-- START OF DATA SUPPLIED --
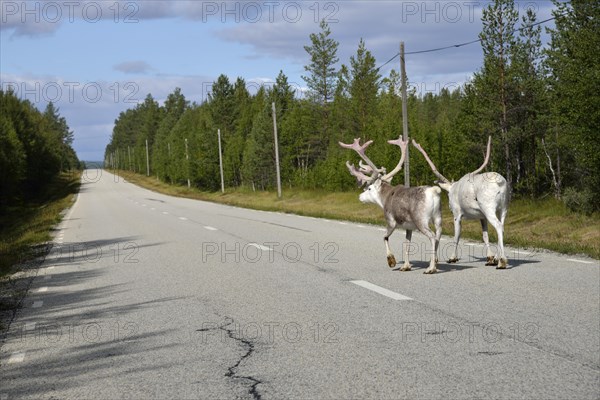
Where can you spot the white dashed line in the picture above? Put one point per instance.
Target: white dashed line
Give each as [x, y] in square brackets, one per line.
[380, 290]
[16, 357]
[258, 246]
[581, 261]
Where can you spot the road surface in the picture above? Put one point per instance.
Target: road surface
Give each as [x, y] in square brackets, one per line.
[149, 296]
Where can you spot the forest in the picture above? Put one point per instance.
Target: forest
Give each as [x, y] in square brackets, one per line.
[35, 147]
[539, 103]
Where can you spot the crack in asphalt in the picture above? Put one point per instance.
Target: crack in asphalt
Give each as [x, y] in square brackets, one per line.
[232, 372]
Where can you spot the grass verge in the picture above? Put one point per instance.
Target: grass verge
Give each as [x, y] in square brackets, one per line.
[24, 227]
[530, 224]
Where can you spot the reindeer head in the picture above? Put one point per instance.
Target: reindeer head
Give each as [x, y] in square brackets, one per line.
[368, 175]
[444, 182]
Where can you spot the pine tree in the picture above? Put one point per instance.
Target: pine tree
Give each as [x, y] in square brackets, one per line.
[364, 87]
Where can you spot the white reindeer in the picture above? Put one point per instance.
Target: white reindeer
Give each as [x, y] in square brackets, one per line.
[408, 208]
[477, 196]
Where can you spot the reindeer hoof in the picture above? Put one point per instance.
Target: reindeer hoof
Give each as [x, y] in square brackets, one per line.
[391, 261]
[491, 260]
[503, 264]
[406, 267]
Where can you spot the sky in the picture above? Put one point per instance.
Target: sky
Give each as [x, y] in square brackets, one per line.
[95, 59]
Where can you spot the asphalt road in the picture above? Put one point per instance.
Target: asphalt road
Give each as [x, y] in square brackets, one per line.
[149, 296]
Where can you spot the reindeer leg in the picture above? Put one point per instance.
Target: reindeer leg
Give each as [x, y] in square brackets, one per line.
[407, 266]
[457, 223]
[486, 241]
[433, 262]
[500, 261]
[390, 229]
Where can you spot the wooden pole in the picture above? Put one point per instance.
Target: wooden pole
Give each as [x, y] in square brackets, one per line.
[147, 160]
[404, 115]
[221, 162]
[277, 169]
[187, 158]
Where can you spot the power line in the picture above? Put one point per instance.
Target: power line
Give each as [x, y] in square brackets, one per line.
[461, 44]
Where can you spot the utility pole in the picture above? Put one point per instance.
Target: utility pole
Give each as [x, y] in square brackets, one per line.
[147, 160]
[221, 162]
[276, 152]
[187, 157]
[404, 115]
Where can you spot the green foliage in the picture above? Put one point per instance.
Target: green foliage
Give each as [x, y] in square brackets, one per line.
[34, 148]
[540, 107]
[322, 75]
[573, 62]
[582, 201]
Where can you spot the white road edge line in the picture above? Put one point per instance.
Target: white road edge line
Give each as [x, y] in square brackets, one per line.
[581, 261]
[16, 357]
[380, 290]
[258, 246]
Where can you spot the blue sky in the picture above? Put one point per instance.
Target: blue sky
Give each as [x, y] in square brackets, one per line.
[95, 59]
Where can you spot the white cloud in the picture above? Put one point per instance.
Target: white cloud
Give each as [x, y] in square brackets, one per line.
[133, 67]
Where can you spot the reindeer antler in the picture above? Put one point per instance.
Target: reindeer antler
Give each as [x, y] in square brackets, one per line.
[431, 164]
[487, 157]
[402, 144]
[360, 177]
[369, 168]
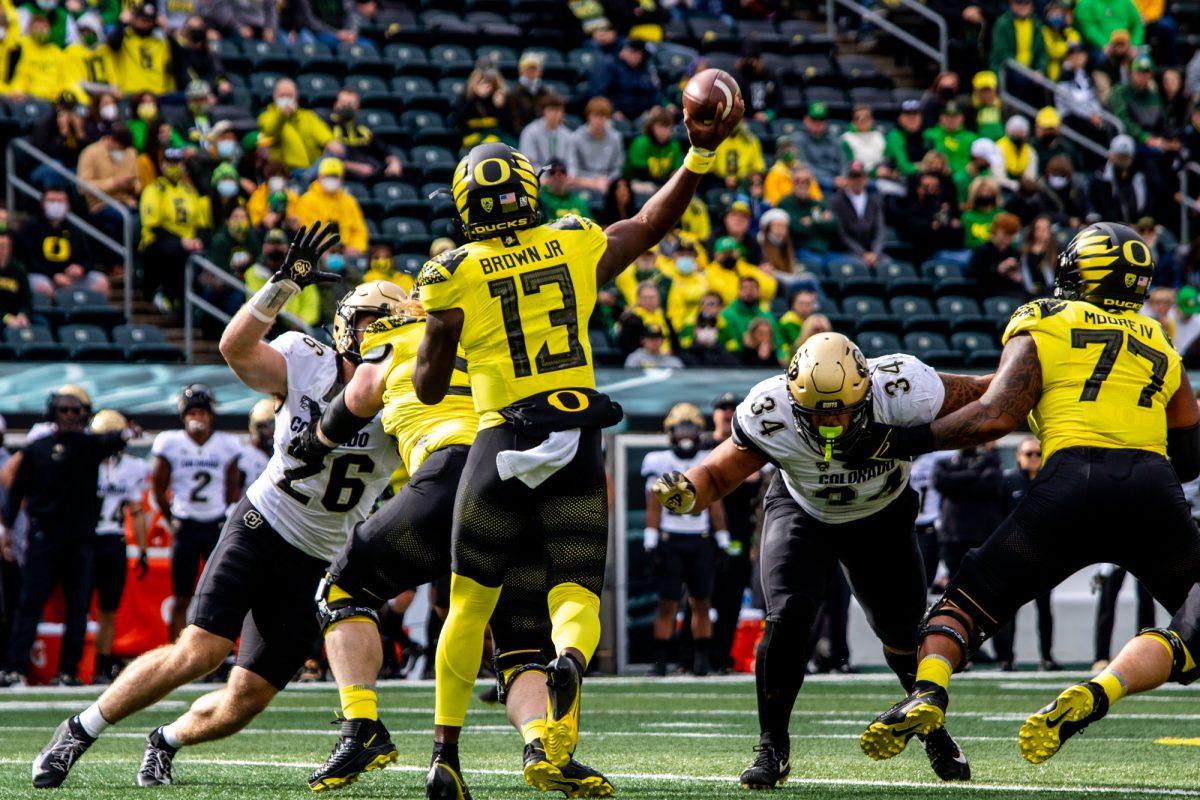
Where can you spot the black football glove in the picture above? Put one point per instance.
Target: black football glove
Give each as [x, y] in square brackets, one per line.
[882, 441]
[307, 246]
-- END OF DATA SUPPLIED --
TASK
Rewrite every one of the records with "in the picture above" swapped for "in the image above" and everything else unchanged. Leave the pictures out.

TASK OUTPUT
Where can you spot the white dashed line in the image above? Put one point per instance.
Target: white dashed line
Give each as [x, y] in square brackets, one per line.
[380, 290]
[16, 357]
[258, 246]
[581, 261]
Where can you spot the road surface in the image above? Put one point per instance.
Target: road surface
Give each as [x, y] in square brackets, one per line.
[149, 296]
Where can you spot the forest in the image above? Put one point per instance.
Target: forest
Give each as [x, y] in square brackets, one per line.
[35, 147]
[539, 103]
Where can you spot the crack in asphalt in the image above? Put one point per instance.
Target: crack in asphalt
Give each as [x, y] in square brackets, one per line.
[232, 372]
Where can you spot the grass verge in the image above? Put one point per instance.
Target: grass verge
Give each as [x, y] in square brackets, one per line.
[24, 227]
[530, 224]
Where can you spot the reindeer head in the image above? Put one point per instance.
Target: reindeer head
Give each as [x, y] in square brackets, one per line.
[368, 175]
[444, 182]
Where can you spot the pine tree in the image above? Put one point per instance.
Target: pine tree
Give each as [x, y] in square brackets, one per line.
[364, 87]
Where can you spot the white reindeer in the image above? Put one point per instance.
Target: white reindeer
Give each as [x, y] in square brackets, one per line.
[408, 208]
[477, 196]
Where can you spot the reindeer hoof in the image above? Put one point per instance.
Target: reindeer hoof
Give each as [x, y] in square brackets, one per line.
[391, 261]
[491, 260]
[503, 264]
[406, 267]
Where can you spot the sky in the image above? Put one point per instance.
Target: sky
Give each as [x, y] in square brackets, one per line.
[95, 59]
Where can you spot the asphalt road in the image above? Put one point per instance.
Target: asphalt road
Give each as [x, y] in square brackets, one per line.
[149, 296]
Where can you spot the reindeer leg in the image above? Put one point per instance.
Target: reindeer leg
Give each as [x, y] in square brackets, one per line.
[407, 266]
[457, 223]
[486, 241]
[433, 262]
[500, 261]
[390, 229]
Where can you spot the wooden pole in the image above? Put one point per instance.
Target: wooden pole
Give each as [x, y] in square brackets, one per line.
[147, 160]
[404, 115]
[221, 162]
[277, 169]
[187, 158]
Where can you spot the power line in the image above? Put one point per instance.
Target: power line
Give each as [x, y] in square brackets, one per line.
[461, 44]
Where can you spot the utility pole in the image above? Put one point per instance.
Target: utility pole
Give each as [x, y] in square brackets, one per line.
[147, 160]
[221, 162]
[276, 152]
[187, 157]
[404, 115]
Where can you spot the green foliage in the image above? Put one point per instance.
Target: green foliage
Give each as [x, y] in square brackets, one per line.
[34, 148]
[540, 107]
[322, 75]
[573, 62]
[582, 201]
Where can you spot the white road edge line in the image above? Put one point per instance.
Target: white road edge line
Give each as [x, y] in square brackets, one per line.
[581, 261]
[16, 357]
[380, 290]
[258, 246]
Where can you spot the blue sky in the image above? Put one point per instance.
Target: blue sky
Give each as [x, y] in square brackets, one per line.
[95, 59]
Where can you spot the white cloud in the image above? Put one point per instance.
Target: white cloud
Give each as [x, y] in square brackets, one per line.
[133, 67]
Where can you spot the reindeer antler in the image above? Put one point per instance.
Target: reindeer antler
Give each as [x, y] in square brackets, one per line.
[431, 164]
[487, 157]
[402, 144]
[360, 177]
[369, 168]
Where can you spot the black football glove in the image above? Put one point per instance.
Target: black football glove
Give each as [x, y] in square brackets, one per line.
[882, 441]
[307, 246]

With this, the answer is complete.